● Referring expression pointing data
+ + +

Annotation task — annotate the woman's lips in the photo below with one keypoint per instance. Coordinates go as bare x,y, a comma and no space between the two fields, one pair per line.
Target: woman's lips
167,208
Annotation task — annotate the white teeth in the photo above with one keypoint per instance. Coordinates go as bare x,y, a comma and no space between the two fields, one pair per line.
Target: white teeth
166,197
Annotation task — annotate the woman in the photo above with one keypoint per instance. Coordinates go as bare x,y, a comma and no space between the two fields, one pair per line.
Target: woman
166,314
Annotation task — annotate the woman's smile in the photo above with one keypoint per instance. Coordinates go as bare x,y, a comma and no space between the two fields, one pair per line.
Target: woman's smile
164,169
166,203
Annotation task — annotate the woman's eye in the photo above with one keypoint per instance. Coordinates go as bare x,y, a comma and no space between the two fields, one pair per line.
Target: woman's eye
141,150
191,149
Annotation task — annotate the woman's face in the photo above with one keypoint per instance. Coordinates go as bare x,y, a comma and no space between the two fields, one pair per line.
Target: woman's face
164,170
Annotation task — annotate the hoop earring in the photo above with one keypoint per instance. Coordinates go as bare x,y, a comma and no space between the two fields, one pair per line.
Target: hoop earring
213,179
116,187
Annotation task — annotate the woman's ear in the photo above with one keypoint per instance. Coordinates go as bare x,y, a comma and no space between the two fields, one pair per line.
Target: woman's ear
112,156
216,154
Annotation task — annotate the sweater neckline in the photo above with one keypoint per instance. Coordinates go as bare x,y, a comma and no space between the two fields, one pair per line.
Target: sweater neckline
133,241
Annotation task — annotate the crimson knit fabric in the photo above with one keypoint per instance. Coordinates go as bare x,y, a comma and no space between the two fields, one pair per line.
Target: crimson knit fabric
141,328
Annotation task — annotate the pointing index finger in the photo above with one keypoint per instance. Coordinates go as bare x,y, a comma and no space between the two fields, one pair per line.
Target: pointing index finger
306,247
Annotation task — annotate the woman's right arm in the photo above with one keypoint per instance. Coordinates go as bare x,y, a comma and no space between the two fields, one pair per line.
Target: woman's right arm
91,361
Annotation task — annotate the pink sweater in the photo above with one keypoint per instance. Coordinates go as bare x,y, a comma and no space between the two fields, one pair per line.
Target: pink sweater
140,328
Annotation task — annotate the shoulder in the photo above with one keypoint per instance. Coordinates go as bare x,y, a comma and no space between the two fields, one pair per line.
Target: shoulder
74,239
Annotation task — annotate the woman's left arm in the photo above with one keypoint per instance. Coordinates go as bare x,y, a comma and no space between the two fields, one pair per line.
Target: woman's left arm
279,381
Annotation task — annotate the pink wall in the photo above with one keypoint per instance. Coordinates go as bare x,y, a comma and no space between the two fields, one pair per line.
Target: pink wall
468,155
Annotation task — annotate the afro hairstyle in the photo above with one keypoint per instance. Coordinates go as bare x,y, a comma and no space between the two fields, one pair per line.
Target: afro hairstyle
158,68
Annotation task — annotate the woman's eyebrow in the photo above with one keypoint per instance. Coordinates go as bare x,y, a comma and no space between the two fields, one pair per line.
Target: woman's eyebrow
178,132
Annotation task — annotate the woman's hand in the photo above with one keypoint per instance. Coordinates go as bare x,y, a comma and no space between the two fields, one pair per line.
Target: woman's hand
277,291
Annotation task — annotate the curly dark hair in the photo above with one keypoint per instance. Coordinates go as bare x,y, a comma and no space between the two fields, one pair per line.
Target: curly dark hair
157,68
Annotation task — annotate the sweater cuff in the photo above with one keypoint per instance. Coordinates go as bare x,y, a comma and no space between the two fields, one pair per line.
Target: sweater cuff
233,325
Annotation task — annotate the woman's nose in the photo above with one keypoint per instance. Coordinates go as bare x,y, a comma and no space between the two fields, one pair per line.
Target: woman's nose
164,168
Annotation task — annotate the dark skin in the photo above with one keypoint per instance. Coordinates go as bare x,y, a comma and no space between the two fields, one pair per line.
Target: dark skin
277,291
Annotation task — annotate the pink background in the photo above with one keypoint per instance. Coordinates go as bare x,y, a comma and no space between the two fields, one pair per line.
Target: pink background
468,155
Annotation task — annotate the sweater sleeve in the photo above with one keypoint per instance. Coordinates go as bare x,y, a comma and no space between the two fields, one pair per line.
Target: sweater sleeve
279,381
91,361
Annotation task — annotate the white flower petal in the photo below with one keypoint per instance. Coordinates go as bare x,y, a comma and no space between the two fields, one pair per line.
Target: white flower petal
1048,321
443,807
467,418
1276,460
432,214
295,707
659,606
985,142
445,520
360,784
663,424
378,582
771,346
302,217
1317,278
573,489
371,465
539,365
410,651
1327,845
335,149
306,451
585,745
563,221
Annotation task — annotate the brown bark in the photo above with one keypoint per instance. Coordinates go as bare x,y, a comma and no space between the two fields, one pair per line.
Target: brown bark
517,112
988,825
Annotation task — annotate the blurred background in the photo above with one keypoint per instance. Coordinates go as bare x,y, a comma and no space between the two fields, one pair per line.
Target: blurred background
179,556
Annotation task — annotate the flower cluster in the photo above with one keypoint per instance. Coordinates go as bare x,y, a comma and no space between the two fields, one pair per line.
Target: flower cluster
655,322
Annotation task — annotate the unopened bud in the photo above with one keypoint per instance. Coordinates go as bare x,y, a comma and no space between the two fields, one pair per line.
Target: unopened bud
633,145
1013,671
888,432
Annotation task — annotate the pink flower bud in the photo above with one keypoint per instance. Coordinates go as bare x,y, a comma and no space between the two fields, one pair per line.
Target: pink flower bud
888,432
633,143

+ + +

● Exercise goal
Could you output, exactly and with nothing else, the lines from the start of the records through the line containing "Annotation task — annotate the crimson"?

● Result
Annotation task — annotate the woman's lips in the photo below with one keypoint per instance. Coordinates go as bare x,y, a comma and no space between the two fields, one pair per line.
Target: woman's lips
167,208
Annotation task — annotate the white teeth in the photo above with one keypoint per instance. Coordinates go as bare x,y, a comma and no space between the two fields, one pair per line.
Target: white teeth
166,197
Annotation task — annotate the woman in the photo above with one keypoint per instance. Coordinates go as bare x,y, a comma and no space between the two fields, one pair per line.
Target: woman
166,314
Annotation task — annotate the woman's smile in the photo above with one keypoint per instance. Coordinates go as bare x,y, a comma and no space between the two fields, one pair per line.
Target: woman's smile
164,169
166,203
Annotation task — annotate the woman's eye in the photo above with one keypoint per instance. Coordinates go as bare x,y, a comma and no space between the two fields, one pair per line.
Target: woman's eye
141,150
191,149
Annotation task — annotate the woman's face in the photo above with one keypoint per instance. Coordinates go as bare x,y, a comma and no space between the two fields, one pair per line.
Target: woman's face
164,170
Annotation task — annotate the hoop earring in the photo above with one keypoint per instance. Coordinates go as bare x,y, a comma and no space between the two fields, one pair per line.
Target: hoop earring
213,179
116,187
Annotation task — annotate the woman's ear in the photo above with one keypoint per instance. Coordinates go as bare x,y, a comma and no space between the two fields, one pair per line.
Target: woman's ear
112,156
216,154
Annotation task — annotate the sweater neckline in the photo above with one keypoint per instance. Coordinates go as bare x,y, a comma and no space between the two fields, one pair per line.
Target: sweater neckline
133,241
Annotation task — annotate the crimson knit fabric in the photo above with one keypoint per instance. Coordinates go as bare x,y, a comma and no space between the two fields, one pair per line.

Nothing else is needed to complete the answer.